··· Input rows ···

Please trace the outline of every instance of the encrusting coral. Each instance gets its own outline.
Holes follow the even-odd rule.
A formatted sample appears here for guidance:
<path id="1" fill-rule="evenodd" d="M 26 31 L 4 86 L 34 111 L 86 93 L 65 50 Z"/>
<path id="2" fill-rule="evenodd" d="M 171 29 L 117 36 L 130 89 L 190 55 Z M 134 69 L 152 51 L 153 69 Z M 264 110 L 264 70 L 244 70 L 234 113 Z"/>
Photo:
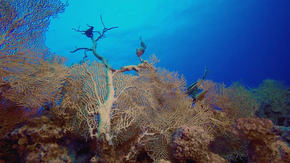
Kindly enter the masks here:
<path id="1" fill-rule="evenodd" d="M 180 163 L 229 163 L 208 150 L 208 135 L 200 127 L 180 126 L 174 133 L 172 139 L 174 157 Z"/>
<path id="2" fill-rule="evenodd" d="M 271 131 L 273 123 L 263 118 L 239 118 L 233 133 L 250 141 L 249 163 L 289 163 L 290 147 Z"/>

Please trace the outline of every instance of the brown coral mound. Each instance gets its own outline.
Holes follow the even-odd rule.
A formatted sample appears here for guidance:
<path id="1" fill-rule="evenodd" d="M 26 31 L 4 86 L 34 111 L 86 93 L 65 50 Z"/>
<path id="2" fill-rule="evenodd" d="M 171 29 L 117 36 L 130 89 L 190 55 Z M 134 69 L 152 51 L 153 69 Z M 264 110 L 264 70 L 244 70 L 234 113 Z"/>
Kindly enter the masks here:
<path id="1" fill-rule="evenodd" d="M 273 123 L 263 118 L 239 118 L 233 133 L 250 141 L 249 163 L 289 163 L 290 148 L 271 131 Z"/>
<path id="2" fill-rule="evenodd" d="M 208 136 L 201 127 L 182 126 L 173 135 L 174 157 L 179 162 L 194 161 L 197 163 L 228 163 L 208 151 Z"/>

···

Lay out all of the lines above as a Markdown table with the columns Row and Line. Number the rows in order, and omit the blank lines and the pictures.

| Row | Line |
|---|---|
| 1 | Please trace the outline of every instance of the encrusting coral. Each instance gets its own outline. |
| 2 | Holes follow the even-odd rule. |
| 3 | A formatted sample appears here for guidance: |
| 4 | <path id="1" fill-rule="evenodd" d="M 26 31 L 4 86 L 34 111 L 86 93 L 65 50 Z"/> |
| 5 | <path id="2" fill-rule="evenodd" d="M 171 29 L 117 36 L 130 89 L 190 55 Z M 134 69 L 152 51 L 153 69 Z M 264 110 L 264 70 L 244 70 L 234 113 Z"/> |
| 6 | Photo: |
| 7 | Kindly enter the masks here: |
| 8 | <path id="1" fill-rule="evenodd" d="M 180 163 L 229 163 L 208 150 L 208 135 L 200 127 L 180 126 L 174 133 L 172 139 L 174 157 Z"/> |
| 9 | <path id="2" fill-rule="evenodd" d="M 271 131 L 273 123 L 263 118 L 239 118 L 233 133 L 250 141 L 249 163 L 289 163 L 290 147 Z"/> |
| 10 | Please trace the outline of every instance of the brown coral mound. Each instance gets its own outline. |
| 11 | Holes follow the even-odd rule. |
| 12 | A formatted sample appears here for guidance: |
| 13 | <path id="1" fill-rule="evenodd" d="M 26 31 L 4 86 L 34 111 L 86 93 L 65 50 Z"/> |
| 14 | <path id="2" fill-rule="evenodd" d="M 171 29 L 117 36 L 130 89 L 190 55 Z M 134 69 L 152 51 L 153 69 Z M 264 110 L 264 70 L 244 70 L 234 113 Z"/> |
| 15 | Kindly enter the masks here: |
| 16 | <path id="1" fill-rule="evenodd" d="M 273 123 L 263 118 L 239 118 L 233 133 L 250 141 L 249 163 L 289 163 L 290 148 L 271 131 Z"/> |
| 17 | <path id="2" fill-rule="evenodd" d="M 208 136 L 201 127 L 182 126 L 173 135 L 174 157 L 179 162 L 194 161 L 197 163 L 228 163 L 208 151 Z"/> |